Excerpt:
________________

Caterpillar manufacturers heavy equipment and it supplies industries like mining, construction, and transportation. In a way, it could be considered a gauge of global demand because of its client list. When the pandemic struck in spring of 2020, the share price of Caterpillar tumbled below the $90.00 mark – a level last seen in late 2016. When it because clear that lockdowns would eventually be unwound and that would unleash pent up demand, it fuelled a massive rally in the stock. Caterpillar’s share price cleared $250.00 in June 2021, which was its record high. Since then, the stock has been broadly trending lower, but it is still comfortably above the pre-pandemic level.
The group posted its second quarter results in August and that led to a jump in volatility. EPS was $3.18, which topped the $3.01 forecast. Revenue rose by 10.5% to $14.25 billion, narrowly missing the $14.35 billion consensus estimate. Like other companies, Caterpillar endured higher costs as well as supply chain issues. The firm’s exit from the Russian market dented revenue. The services division performed well, and that helped counteract the dip in sales volume of machinery. It is a little worry that equipment sales underperformed as that could be viewed as a sign of overall weaker demand across mining and construction sectors. Investing in plant and machinery is often seen as a good measure of how firms feel about the future, and it seems that clients of Caterpillar are a little cautious.

________________

Information:
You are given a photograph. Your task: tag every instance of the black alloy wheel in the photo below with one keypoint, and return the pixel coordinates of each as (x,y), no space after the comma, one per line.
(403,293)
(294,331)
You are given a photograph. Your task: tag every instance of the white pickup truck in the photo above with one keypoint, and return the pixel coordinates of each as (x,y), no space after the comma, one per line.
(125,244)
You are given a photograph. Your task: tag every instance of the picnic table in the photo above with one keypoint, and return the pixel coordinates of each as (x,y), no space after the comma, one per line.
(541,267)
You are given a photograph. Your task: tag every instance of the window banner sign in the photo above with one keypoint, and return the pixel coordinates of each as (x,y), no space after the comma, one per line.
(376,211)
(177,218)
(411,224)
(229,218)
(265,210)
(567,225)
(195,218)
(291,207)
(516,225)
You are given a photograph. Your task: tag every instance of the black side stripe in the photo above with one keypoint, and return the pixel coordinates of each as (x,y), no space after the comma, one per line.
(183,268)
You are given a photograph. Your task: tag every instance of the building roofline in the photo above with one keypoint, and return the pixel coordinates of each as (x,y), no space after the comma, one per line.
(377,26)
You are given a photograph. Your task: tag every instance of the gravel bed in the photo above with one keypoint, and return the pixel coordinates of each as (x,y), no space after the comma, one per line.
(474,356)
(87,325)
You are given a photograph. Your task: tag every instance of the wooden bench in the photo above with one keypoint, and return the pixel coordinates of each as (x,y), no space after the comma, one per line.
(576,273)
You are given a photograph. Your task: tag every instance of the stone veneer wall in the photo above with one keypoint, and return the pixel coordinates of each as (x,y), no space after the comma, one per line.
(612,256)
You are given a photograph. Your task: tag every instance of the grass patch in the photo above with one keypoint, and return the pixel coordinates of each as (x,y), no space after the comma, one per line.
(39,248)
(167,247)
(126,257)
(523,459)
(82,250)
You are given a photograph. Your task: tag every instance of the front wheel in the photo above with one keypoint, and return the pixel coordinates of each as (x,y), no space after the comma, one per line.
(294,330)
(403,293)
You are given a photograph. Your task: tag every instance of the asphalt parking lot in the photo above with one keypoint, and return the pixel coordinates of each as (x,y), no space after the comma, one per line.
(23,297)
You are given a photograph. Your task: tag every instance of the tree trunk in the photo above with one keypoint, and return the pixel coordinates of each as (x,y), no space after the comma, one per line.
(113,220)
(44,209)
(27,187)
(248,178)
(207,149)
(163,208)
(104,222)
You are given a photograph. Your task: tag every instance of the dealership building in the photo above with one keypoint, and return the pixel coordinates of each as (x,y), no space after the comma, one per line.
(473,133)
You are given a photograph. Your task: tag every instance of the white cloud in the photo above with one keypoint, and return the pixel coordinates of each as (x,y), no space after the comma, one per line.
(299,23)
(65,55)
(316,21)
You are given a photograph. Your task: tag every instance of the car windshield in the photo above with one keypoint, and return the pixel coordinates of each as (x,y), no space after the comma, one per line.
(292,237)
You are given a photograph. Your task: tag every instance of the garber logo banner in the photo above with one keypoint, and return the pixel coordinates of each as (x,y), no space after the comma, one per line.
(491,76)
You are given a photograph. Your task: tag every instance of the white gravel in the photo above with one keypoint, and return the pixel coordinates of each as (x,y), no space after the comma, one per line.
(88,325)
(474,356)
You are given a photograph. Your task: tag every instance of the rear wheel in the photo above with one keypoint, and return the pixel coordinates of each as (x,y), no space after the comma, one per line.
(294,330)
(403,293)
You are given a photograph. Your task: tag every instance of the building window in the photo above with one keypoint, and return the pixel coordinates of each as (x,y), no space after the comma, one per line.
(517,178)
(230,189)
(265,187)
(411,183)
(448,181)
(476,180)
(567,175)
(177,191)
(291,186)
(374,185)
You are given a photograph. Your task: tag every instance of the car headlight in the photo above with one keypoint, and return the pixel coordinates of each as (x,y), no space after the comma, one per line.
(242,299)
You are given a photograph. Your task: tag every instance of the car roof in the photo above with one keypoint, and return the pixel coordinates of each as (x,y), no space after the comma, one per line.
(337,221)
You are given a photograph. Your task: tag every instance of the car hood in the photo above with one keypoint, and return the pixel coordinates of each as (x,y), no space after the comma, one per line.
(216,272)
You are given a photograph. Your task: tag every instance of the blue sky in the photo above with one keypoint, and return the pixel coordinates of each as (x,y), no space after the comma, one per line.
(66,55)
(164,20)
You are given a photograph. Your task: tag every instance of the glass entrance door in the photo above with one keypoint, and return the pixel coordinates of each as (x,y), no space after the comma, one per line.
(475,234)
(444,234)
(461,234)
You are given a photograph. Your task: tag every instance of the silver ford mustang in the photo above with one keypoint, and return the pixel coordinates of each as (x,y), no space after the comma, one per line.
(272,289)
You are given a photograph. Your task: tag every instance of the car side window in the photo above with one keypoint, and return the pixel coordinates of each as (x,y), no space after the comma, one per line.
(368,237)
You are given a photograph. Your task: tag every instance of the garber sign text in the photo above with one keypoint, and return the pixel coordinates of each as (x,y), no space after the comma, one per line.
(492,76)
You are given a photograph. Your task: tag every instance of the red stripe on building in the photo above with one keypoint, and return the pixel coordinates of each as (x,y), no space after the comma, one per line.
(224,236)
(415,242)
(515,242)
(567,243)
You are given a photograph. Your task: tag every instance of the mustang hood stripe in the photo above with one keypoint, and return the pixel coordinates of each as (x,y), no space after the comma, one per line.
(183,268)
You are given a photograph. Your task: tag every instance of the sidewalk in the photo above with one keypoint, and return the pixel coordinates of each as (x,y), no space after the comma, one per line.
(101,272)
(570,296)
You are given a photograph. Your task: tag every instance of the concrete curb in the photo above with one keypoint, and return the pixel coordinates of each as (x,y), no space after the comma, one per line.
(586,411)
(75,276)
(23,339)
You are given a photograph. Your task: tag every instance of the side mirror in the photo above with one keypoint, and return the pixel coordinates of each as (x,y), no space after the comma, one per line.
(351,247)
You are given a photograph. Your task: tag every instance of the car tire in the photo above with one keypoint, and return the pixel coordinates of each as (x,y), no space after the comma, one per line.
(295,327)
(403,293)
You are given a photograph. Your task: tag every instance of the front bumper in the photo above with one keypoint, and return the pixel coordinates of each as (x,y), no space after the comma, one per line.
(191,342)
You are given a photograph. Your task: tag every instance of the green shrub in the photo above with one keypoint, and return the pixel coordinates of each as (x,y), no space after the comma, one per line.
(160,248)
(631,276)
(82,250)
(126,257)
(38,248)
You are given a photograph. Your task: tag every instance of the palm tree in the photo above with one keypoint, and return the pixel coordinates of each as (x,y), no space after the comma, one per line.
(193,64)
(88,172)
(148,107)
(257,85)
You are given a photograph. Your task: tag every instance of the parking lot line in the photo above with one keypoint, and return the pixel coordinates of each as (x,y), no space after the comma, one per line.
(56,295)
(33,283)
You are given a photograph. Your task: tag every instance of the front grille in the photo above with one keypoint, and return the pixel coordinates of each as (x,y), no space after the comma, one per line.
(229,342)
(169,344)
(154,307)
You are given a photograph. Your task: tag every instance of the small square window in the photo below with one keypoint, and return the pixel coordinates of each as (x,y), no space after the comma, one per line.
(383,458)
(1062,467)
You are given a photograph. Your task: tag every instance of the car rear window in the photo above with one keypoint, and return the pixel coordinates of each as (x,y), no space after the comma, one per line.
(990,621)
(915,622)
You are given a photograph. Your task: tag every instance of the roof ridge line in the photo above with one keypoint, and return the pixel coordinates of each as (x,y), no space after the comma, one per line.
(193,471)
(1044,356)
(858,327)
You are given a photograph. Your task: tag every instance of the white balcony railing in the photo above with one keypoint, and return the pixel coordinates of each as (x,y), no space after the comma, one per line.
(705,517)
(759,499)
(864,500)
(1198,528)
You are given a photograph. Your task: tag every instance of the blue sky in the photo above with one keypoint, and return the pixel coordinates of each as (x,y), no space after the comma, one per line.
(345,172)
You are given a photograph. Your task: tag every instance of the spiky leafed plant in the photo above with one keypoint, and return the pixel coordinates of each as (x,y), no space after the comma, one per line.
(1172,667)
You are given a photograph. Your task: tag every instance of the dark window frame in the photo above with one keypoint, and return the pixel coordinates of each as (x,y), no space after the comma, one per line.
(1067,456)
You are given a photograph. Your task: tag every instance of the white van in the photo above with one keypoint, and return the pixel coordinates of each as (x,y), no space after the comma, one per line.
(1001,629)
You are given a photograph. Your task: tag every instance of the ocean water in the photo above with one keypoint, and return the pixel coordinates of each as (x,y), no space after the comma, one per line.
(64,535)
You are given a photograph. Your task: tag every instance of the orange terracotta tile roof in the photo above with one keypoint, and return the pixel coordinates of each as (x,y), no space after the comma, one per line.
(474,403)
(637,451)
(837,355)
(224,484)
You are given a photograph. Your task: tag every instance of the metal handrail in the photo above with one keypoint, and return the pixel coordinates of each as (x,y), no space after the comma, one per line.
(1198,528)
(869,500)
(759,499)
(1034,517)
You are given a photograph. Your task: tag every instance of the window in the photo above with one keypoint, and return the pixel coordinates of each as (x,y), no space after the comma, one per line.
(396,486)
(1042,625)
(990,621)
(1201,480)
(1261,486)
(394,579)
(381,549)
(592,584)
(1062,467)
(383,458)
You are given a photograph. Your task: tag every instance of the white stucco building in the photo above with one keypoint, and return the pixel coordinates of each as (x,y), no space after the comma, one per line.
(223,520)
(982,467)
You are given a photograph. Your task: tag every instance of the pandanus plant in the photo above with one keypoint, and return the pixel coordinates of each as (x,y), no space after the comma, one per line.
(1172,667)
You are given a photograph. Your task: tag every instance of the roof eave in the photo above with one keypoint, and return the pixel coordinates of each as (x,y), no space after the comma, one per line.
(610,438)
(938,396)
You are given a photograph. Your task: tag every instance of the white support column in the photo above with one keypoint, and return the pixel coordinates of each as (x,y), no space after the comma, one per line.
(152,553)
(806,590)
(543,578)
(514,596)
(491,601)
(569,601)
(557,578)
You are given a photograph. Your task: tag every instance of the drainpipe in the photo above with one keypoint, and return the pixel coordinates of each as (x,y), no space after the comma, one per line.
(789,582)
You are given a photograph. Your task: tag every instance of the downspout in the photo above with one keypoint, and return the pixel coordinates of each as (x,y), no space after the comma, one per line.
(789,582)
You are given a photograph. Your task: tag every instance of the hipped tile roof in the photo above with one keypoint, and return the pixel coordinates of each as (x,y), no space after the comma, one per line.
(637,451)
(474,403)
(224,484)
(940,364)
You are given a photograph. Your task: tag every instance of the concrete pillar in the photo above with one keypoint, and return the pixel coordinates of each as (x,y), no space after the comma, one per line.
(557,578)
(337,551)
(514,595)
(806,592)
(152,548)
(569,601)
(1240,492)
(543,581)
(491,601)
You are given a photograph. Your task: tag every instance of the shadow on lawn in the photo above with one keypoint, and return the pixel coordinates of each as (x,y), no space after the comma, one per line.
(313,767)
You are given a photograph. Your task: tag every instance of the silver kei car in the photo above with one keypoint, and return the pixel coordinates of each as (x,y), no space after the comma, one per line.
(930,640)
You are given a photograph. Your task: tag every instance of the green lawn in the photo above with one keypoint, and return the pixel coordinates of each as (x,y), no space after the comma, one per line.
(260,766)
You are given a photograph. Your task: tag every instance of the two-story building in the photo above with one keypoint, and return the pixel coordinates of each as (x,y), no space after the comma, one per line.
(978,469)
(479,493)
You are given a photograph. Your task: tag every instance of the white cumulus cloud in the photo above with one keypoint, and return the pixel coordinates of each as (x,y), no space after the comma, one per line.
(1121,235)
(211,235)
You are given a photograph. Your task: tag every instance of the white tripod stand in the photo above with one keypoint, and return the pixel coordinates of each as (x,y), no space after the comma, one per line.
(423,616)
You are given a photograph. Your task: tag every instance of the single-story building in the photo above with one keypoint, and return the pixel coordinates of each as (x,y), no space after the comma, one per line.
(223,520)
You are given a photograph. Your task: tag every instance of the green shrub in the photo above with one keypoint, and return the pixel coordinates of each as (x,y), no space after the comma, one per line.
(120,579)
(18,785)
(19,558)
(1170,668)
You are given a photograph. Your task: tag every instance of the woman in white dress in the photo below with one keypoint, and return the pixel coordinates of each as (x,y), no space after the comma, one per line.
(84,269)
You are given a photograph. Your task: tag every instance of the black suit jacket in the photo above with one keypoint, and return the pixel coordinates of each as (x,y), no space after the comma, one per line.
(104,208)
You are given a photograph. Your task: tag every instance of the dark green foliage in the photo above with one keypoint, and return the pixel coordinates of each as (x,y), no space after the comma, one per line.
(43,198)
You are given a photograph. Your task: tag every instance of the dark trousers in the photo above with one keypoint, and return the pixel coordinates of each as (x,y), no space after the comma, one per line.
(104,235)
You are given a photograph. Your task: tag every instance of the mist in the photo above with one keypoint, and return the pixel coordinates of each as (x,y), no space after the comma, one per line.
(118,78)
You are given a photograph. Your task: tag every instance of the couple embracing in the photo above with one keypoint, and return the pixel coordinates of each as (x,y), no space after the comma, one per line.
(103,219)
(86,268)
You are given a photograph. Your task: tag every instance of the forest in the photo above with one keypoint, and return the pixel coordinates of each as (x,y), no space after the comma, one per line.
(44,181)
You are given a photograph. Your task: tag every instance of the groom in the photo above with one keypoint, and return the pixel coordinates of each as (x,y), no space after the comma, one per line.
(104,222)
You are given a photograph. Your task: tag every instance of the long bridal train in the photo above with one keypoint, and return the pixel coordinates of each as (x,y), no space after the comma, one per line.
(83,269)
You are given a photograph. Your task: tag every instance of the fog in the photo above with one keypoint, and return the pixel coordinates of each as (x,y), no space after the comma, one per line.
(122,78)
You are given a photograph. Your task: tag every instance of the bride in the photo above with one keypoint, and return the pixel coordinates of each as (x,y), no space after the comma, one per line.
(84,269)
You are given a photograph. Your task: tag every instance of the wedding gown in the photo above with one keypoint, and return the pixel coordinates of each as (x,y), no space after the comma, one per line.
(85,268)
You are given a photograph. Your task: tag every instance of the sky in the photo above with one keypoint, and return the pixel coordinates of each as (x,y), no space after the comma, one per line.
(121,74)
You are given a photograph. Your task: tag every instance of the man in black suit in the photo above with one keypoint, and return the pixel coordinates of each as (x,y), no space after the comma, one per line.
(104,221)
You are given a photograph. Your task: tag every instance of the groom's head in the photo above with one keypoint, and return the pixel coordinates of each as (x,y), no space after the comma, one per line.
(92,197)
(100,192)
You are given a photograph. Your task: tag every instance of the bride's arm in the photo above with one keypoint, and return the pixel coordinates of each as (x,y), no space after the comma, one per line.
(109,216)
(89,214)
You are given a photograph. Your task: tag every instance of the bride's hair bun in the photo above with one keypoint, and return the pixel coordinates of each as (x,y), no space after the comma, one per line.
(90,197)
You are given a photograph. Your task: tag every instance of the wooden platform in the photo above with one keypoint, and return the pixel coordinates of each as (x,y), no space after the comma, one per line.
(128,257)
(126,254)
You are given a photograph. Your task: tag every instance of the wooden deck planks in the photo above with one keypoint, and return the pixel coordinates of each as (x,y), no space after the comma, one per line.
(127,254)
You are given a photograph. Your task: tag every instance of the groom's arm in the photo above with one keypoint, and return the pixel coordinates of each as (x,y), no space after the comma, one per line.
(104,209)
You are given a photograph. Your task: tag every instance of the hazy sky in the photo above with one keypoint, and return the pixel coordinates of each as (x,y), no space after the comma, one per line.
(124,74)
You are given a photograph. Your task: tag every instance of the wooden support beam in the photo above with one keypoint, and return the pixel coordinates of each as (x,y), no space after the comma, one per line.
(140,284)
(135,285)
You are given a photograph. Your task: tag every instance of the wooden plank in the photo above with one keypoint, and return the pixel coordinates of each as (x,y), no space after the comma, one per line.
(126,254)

________________

Questions:
• a. Which dollar figures appear in the Caterpillar commentary? List every one.
• b. Print the Caterpillar commentary from "The group posted" up to and including "a little cautious.".
• c. Write what comes next in the Caterpillar commentary, starting after its final sentence.
The records come from a separate source unrelated to the Caterpillar commentary.

Your written answers:
• a.
$90.00
$250.00
$3.18
$3.01
$14.25 billion
$14.35 billion

• b.
The group posted its second quarter results in August and that led to a jump in volatility. EPS was $3.18, which topped the $3.01 forecast. Revenue rose by 10.5% to $14.25 billion, narrowly missing the $14.35 billion consensus estimate. Like other companies, Caterpillar endured higher costs as well as supply chain issues. The firm’s exit from the Russian market dented revenue. The services division performed well, and that helped counteract the dip in sales volume of machinery. It is a little worry that equipment sales underperformed as that could be viewed as a sign of overall weaker demand across mining and construction sectors. Investing in plant and machinery is often seen as a good measure of how firms feel about the future, and it seems that clients of Caterpillar are a little cautious.

• c.
Adjusted operating margin was 13.6% and that was a slight fall from the 13.9% seen in the same period one year ago. The dip in margin indicates that rising manufacturing costs are eating away at the bottom line. Even though the macroeconomic climate is not overly sunny, Caterpillar returned $1.7 billion to shareholders via dividends and share buybacks. The move projects an air of confidence, not to mention it was welcomed by shareholders. The quarterly results weighed on the share price but since then it has managed to recoup most of the ground it lost.
Caterpillar’s share price fell to its lowest mark in over one year in mid-July, and since then it has been largely moving higher. If the bullish move continues, it could target $200.00, and if that level is cleared, it could bring $212.00 into play. A move lower from here might find support in the $185.00 zone, and a fall below that region could pave the way for $175.00 to be targeted.